Given exercise
Reproduce every one of the entries below word for word, leaving the pictures out.
──────── Records for processing
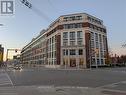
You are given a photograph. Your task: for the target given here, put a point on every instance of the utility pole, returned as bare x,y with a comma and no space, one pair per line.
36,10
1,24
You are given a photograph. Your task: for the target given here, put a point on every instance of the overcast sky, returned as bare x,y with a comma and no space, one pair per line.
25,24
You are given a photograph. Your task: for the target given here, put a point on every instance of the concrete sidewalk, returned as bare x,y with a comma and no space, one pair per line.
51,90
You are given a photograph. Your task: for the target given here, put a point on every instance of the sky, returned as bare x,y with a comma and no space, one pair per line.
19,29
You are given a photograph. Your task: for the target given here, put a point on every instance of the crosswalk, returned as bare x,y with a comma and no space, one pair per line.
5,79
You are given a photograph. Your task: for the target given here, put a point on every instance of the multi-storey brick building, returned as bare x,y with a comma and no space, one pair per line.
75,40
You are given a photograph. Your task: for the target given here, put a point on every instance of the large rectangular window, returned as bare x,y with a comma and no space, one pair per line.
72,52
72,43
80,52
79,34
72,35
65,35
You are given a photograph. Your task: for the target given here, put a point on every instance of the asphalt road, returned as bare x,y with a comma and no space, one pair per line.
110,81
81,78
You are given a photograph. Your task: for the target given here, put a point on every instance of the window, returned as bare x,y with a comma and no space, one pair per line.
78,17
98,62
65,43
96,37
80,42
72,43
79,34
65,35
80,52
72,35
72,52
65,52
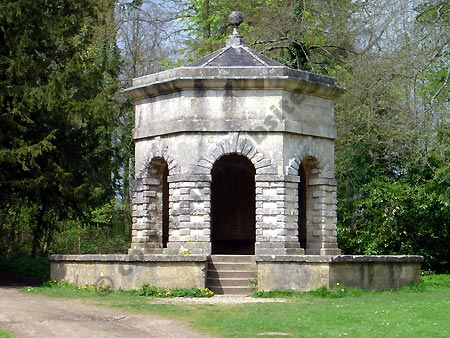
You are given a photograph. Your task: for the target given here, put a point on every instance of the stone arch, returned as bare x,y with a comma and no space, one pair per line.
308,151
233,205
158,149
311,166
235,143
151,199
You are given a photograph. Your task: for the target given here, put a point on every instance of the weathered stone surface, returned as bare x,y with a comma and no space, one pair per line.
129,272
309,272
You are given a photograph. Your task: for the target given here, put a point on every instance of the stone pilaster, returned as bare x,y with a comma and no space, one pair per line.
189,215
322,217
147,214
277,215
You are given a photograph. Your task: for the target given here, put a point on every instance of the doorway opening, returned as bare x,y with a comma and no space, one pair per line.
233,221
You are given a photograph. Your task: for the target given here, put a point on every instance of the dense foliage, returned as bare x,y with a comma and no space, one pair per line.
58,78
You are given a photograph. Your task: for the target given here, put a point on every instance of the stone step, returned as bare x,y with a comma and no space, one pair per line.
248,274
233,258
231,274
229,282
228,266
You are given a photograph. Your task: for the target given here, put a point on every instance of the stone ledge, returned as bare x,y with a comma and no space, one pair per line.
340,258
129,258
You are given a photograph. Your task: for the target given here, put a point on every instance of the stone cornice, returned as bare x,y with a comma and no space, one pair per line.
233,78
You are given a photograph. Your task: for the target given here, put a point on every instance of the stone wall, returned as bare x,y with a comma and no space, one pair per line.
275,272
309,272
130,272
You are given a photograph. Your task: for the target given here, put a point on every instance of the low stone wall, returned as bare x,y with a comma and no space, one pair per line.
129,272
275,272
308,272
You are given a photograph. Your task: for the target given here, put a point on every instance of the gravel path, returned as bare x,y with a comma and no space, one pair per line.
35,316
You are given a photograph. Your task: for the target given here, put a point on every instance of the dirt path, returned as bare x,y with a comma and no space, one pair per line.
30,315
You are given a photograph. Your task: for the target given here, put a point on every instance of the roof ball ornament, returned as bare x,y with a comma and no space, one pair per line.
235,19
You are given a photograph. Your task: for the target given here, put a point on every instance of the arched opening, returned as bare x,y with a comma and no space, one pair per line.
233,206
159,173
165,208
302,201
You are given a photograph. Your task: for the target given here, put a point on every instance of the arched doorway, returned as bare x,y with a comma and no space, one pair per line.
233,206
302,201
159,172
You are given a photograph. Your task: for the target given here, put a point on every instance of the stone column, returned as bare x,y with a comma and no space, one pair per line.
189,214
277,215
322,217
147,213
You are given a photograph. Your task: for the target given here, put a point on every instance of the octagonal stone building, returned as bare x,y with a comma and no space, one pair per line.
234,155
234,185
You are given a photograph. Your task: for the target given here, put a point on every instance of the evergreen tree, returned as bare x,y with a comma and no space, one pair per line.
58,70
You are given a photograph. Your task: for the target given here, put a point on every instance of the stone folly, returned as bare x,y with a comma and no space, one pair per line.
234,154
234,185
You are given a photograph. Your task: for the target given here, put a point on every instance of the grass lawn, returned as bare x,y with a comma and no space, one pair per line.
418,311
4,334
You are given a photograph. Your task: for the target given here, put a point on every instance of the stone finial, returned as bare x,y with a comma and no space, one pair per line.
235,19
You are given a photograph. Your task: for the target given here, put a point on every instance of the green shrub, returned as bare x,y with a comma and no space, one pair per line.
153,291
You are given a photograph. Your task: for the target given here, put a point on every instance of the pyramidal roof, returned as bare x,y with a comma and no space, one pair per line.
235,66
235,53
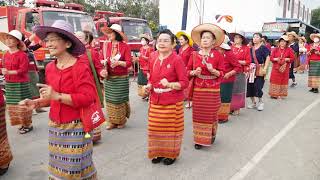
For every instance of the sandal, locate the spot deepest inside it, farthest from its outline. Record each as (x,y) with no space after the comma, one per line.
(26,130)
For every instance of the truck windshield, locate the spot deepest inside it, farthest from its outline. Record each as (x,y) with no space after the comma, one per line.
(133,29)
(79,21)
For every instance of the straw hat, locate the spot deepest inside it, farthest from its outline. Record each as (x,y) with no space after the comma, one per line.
────────────────
Answer to this problem
You are given a photograph. Your task: for the target given here, put a point on every instance of the utility pole, returned as bare x,y with a comma and no space, one pair per line.
36,10
1,24
You are given a photograph. Your task: for the target given here, put a point on every instance of the overcast sky, returned as bare x,y with a comma and no space, one pair per line.
25,24
You are given a photograph. Your task: for the target given here, put a point on every instance of the concrete sidewalk, returned as bare x,y with a comma and no space, one pair per line.
51,90
You are given a photograph. Your task: for the target given here, put a point on every instance of the sky, returned as bare x,y with a comma and no space, one pair per line.
19,29
You are given a photograph. Your task: for the target given here, put a point on every instance of the crosswalk, returned as bare x,y with a comma and no space, one pair per line.
5,79
You are given a photograph. Your task: for the target given here, put a point on every instance of the multi-storey brick building, returned as bare x,y with a comma and no space, one pair per line.
75,40
You are given a photograph. Your task: for the target given here, put a point on every instance of the large rectangular window, returned as bare x,y with a comma and no space, one pair per line.
72,52
72,43
80,52
79,34
72,35
65,35
You are given a photograph. Your task: for the target given here, put a point on every instance of the asphalt road, returned as bare x,y with a comma and no space, one pair per line.
110,81
81,78
You are given a photograph. Your task: for the target given here, put a point on every instance of the window, returned as bare x,y with a comma and no space, one pair per line.
78,17
98,62
65,43
96,37
80,42
72,43
79,34
65,35
80,52
72,35
72,52
65,52
You are given a photograph. Your task: for the target given here, put a point on every instance of the stone arch, returned as bare x,y with a comma and no space, one pair per line.
308,151
233,205
158,149
311,166
235,143
151,199
You are given a photograph. Your task: for the target given here, put a point on every instance of the weathered stone surface, returned as bare x,y with a comma and no space, one pair per line.
129,272
309,272
You are given a photograph. Your task: for the target given here, put a point on every instance of the stone pilaster, returned as bare x,y with a comma and no space, one pair per line.
189,215
322,217
147,214
277,215
You are given a photograph. Your task: for the target given here, put a point on every instance of the doorway opening, returned as bare x,y with a comma and no space, one pair per line.
233,221
You are given a photograph. Your task: for the target given here, put a point on every instance of the dense foliage, returned as bare x,y with a comma and no space, one pair per line.
58,78
You are given a photograph. Your task: for the target given here, put a point on every instance of the stone step, returned as bare x,y with a comma and no space, one pair per line.
248,274
233,258
231,274
229,282
228,266
You are given a photograph. Your task: for the target given here, put a point on every instance of the stone ledge, returned as bare x,y with a comma and no space, one pair per line.
340,258
129,258
You are given a photograph. Your task: for the target given here, put a point on every instance of the stone cornice, returned as bare x,y with a comma and no space, one pair per line.
233,78
You are given a photograph. Your task: for the target given here, put a point on every instance of the stone wall, returned as bare x,y with a comma and no space, one pair per line.
275,272
309,272
130,272
You are given a photograph. Your task: for the target given here, put a point on every instance of the low stone wall, returned as bare x,y with a comma and no space, one pair per line.
129,272
275,272
308,272
You are given a photograph. Your task: for the target given here, put a point on every instance of the gravel path, returned as bare x,y with a comma and no space, one pair per line.
35,316
You are given a photograph. Your task: for the target given here, put a point on every instance of the dirt path, returned as bare x,y with a comma and no space, one pair per line.
30,315
You are given a photograph. Your task: for the target given here, put a point on every instance of the roof ball ornament, returned as bare x,y with a comma and no space, one pair per line.
235,19
You are given a photograph. Your task: for the target given here, put a point on every instance of the arched opening, returned as bare x,y with a comma and no space, one pair per line.
233,206
159,173
165,208
302,201
You are given a photograph. Your task: for the target given here, put a point on every instance of the arched doorway, returned as bare x,y with a comma and no space, one pair per line.
233,206
302,201
159,172
You are given a photograph. Your task: for the target given here, put a point on every instance of the stone column, returned as bare x,y with a comma and no space, one pair per line.
189,214
277,215
322,217
147,213
You are given a photograph. Your task: for the target given here, put a point on every instance of the octagonal stone building, returned as bare x,y with a comma and no space, one pair per line.
234,155
234,185
You are given a photograph. Your task: for the target given here, put a point on every instance of the evergreen tree, returned as bare x,y with a comma and no space, one pair per line.
58,70
You are given a photograph. Your task: for the target given here, put a point on every instance of the stone folly, returned as bare x,y with a comma and no space, one pair per line.
234,154
234,185
You are given a photograph. Your task: for the target given here, put a point on every instance of the grass lawn, returned as bare x,y with a comma and no space, one pair per line.
418,311
4,334
You are given a photograph. Your task: for the target given here, put a point on every instance of the stone finial, returned as bare x,y with a comma and no space, one pair per line.
235,19
You are given a photograph. Your task: for the target given here, put a point on every instance of the green shrub, returned as bare x,y with a comma and no space, one pair per line.
153,291
You are given a photograph. Your task: for the target given here, put a point on every instance of the pyramidal roof, returned as bare x,y with a comma and no space, one pair per line.
235,66
235,53
For every instance of the sandal, locate the spot deepest inside it, farthest from its outline. Record each as (x,y) with no space after the comma, one per line.
(26,130)
For every instance of the truck windshield, locate the spot deepest inside it, farthest from its outline. Record each as (x,y) with no space after the comma, one per line.
(133,29)
(79,21)
For every instance of the straw hat, locate the spot deepest inside it, farthest from its outline. Record each as (x,y) with no space after the comma, one per line.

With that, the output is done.